══ Provided data ══
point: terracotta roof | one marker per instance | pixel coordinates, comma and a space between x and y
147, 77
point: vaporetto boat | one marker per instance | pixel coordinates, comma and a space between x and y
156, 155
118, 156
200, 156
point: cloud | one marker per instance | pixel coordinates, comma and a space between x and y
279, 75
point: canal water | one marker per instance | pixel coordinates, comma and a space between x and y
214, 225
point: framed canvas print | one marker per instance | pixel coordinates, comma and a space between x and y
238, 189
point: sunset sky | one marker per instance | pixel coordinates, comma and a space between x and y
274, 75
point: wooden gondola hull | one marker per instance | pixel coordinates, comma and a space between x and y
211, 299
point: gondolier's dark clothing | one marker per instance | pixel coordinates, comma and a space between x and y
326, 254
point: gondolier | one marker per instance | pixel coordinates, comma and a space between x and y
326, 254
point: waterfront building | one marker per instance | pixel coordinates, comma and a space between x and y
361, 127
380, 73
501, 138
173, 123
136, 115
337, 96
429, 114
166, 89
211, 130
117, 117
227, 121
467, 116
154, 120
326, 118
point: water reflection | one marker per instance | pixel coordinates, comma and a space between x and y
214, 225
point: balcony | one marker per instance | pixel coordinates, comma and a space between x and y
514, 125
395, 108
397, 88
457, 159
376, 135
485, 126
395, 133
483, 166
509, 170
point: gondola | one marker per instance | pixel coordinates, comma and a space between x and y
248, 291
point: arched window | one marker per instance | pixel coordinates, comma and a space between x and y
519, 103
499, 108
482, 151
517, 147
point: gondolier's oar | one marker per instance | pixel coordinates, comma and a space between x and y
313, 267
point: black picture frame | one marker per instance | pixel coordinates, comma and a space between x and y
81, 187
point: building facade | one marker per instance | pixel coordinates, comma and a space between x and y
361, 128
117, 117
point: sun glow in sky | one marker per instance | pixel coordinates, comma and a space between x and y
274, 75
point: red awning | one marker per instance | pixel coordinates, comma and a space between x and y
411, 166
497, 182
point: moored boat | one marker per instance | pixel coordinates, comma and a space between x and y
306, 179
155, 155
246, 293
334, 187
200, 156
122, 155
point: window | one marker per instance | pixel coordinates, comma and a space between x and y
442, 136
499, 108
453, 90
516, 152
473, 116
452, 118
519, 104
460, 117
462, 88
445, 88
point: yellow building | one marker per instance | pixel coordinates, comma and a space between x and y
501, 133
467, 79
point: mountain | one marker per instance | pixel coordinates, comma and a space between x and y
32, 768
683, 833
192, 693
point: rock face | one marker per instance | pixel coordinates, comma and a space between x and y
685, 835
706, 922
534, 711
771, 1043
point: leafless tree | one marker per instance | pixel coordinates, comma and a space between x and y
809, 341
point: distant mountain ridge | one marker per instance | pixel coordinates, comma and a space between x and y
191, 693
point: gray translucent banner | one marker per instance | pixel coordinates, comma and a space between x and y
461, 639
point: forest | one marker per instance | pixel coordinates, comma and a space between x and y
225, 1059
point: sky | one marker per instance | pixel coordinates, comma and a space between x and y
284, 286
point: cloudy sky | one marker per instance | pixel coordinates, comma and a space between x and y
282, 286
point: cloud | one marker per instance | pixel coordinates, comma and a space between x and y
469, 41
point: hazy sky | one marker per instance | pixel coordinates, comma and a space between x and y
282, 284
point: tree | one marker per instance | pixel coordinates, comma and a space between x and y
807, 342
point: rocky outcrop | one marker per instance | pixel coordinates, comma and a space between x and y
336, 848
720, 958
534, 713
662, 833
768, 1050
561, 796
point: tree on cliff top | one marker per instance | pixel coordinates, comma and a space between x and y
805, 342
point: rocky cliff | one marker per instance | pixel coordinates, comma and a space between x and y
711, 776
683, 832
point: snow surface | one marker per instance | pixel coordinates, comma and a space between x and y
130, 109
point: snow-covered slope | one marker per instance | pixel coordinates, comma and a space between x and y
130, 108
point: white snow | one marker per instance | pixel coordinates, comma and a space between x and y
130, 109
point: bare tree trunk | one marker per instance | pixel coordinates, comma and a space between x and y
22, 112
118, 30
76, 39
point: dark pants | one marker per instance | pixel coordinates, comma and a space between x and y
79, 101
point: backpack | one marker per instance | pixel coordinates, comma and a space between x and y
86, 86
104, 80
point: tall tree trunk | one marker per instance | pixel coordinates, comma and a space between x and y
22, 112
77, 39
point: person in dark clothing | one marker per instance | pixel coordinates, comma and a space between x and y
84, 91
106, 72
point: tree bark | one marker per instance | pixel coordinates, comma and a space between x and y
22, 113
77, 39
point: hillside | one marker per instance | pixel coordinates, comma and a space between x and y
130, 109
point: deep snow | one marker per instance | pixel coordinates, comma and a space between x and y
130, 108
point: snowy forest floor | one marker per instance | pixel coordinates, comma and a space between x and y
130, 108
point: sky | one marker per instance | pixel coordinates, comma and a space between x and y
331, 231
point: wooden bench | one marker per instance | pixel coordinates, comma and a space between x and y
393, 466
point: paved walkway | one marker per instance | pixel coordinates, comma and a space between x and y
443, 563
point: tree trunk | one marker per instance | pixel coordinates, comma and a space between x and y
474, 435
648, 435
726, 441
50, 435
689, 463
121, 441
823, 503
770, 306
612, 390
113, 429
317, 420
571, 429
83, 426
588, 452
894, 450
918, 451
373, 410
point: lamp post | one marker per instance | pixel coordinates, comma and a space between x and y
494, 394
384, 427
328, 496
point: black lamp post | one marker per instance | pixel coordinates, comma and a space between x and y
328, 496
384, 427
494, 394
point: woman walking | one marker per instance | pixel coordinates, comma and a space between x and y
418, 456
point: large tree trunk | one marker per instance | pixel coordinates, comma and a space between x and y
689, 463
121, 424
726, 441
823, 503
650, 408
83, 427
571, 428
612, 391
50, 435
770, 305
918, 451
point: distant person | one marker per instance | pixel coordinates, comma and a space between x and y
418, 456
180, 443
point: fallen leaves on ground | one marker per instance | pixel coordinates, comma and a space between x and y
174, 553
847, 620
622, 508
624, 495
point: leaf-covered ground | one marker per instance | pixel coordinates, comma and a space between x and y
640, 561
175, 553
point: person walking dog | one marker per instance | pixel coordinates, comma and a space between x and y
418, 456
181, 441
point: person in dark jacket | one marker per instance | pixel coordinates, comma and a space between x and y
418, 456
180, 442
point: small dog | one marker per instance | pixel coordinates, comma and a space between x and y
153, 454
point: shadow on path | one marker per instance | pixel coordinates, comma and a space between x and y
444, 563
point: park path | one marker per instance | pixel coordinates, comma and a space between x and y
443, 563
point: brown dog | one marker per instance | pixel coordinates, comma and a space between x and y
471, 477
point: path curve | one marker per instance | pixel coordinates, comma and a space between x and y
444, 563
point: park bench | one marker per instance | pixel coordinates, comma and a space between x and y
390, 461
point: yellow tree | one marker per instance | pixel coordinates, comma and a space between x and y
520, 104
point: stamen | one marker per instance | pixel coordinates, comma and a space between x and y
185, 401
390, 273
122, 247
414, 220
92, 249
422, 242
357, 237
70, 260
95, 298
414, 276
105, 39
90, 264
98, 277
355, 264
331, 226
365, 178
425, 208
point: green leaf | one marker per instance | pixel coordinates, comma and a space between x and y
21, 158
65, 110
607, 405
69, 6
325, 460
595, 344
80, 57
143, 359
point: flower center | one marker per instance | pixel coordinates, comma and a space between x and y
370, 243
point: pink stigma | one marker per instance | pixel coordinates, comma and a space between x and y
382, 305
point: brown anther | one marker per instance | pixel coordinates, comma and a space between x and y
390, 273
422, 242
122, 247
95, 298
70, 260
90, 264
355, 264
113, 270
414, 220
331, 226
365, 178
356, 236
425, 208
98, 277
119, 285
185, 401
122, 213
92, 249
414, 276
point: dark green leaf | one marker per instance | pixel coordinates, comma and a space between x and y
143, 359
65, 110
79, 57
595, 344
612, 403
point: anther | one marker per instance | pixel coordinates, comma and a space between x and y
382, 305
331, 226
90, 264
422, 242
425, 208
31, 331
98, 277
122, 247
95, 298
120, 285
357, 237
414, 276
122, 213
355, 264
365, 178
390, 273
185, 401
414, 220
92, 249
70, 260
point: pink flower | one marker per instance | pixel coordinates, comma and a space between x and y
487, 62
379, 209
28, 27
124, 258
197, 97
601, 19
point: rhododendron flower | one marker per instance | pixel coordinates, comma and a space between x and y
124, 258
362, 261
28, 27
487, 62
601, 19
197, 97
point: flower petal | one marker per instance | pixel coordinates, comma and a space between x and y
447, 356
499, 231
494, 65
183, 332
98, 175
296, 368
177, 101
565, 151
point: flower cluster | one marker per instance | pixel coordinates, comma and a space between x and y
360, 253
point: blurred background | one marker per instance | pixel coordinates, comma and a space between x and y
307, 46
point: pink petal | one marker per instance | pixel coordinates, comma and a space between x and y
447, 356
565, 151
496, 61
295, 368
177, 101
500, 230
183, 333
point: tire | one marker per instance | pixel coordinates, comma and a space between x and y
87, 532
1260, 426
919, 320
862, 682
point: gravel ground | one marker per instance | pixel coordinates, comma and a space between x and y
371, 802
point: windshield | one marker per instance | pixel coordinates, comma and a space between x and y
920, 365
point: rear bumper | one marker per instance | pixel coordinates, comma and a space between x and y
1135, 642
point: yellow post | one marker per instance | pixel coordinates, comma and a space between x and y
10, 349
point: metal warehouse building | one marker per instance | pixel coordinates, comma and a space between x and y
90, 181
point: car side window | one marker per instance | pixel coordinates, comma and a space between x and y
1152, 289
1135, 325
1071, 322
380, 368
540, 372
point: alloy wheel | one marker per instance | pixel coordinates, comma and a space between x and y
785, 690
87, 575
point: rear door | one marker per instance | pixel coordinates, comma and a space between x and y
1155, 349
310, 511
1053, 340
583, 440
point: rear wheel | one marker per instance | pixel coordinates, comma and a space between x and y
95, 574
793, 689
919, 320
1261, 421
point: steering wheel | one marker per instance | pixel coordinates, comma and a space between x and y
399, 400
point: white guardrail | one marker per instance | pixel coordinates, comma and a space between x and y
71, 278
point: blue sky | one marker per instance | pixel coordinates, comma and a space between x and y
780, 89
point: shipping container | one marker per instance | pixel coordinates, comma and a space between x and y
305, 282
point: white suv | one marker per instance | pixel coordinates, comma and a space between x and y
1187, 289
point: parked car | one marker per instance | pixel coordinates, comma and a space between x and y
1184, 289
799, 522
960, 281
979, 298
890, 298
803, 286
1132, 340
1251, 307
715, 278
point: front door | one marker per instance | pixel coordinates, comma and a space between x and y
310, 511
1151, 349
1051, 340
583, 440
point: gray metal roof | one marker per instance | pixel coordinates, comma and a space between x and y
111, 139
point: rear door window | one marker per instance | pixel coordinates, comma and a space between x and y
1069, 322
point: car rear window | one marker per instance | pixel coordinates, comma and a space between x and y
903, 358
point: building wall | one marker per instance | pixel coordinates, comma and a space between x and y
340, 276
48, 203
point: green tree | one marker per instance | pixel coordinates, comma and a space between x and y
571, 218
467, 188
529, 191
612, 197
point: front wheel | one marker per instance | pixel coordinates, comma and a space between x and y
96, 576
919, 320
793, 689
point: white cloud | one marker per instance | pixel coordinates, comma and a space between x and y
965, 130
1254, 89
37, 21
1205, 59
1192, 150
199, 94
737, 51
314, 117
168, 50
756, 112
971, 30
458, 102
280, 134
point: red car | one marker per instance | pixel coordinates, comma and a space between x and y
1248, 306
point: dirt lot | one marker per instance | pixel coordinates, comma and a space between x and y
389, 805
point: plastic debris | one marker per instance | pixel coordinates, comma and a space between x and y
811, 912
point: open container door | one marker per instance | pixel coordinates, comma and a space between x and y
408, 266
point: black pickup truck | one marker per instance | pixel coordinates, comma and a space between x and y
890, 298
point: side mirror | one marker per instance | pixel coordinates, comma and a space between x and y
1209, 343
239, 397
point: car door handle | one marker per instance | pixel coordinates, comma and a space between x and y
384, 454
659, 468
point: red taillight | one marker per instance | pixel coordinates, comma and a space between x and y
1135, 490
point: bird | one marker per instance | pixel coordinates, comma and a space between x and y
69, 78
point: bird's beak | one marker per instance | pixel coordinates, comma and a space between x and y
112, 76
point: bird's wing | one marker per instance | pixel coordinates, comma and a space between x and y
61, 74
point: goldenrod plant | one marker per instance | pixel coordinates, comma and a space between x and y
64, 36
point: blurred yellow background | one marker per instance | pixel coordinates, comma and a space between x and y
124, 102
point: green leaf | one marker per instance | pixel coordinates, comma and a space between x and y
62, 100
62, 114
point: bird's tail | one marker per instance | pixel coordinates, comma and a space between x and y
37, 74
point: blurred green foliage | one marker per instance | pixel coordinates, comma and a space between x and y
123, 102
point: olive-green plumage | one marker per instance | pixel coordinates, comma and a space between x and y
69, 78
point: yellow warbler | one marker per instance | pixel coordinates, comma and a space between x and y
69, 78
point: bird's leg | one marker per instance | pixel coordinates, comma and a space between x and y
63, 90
═══
- [Direction] Starting with the line that contains "point: red car", return each line through the last one of the data above, exactly as written and nothing more.

- [Result of the exercise]
point: red car | one marker per instance | pixel coordinates, comma and a space between x and y
1248, 306
point: dirt lot | one marker per instance | pixel coordinates, comma and a space between x and y
389, 805
point: plastic debris | one marker per instance | pixel coordinates, comma and a space between x and y
811, 912
point: open container door | one marker per instance | pixel coordinates, comma and a space between x and y
408, 266
point: black pickup truck | one marker per instance | pixel coordinates, comma and a space between x and y
890, 298
point: side mirror | one marker per instance | pixel coordinates, comma and a space between x and y
1209, 343
239, 397
point: car door handle | one marker per instance | pixel coordinates, comma and a space between x and y
384, 454
659, 468
point: red taillight | one marker per instance | pixel coordinates, comma and a space between x and y
1135, 490
point: bird | one marker per instance | pixel coordinates, comma and a space between x and y
69, 78
point: bird's beak | one marker per instance | pixel coordinates, comma and a space between x and y
112, 76
point: bird's wing | one marker per instance | pixel coordinates, comma and a space between x and y
61, 74
point: goldenrod plant | one marker per instance | pixel coordinates, comma and a space between x and y
64, 36
point: blurred yellow background | one marker per instance | pixel coordinates, comma and a space between x and y
124, 102
point: green leaf | one marker per instance | pixel coordinates, comma and a space between x and y
62, 100
62, 114
point: bird's tail | one marker per instance | pixel coordinates, comma and a space between x and y
37, 74
point: blurred green foliage | one marker per instance | pixel coordinates, comma and a space between x and y
123, 102
point: olive-green plumage | one marker per instance | pixel coordinates, comma and a space between x and y
69, 78
point: yellow warbler | one marker per instance | pixel coordinates, comma and a space between x and y
69, 78
point: bird's leg | one marker per instance | pixel coordinates, comma and a space between x and y
63, 90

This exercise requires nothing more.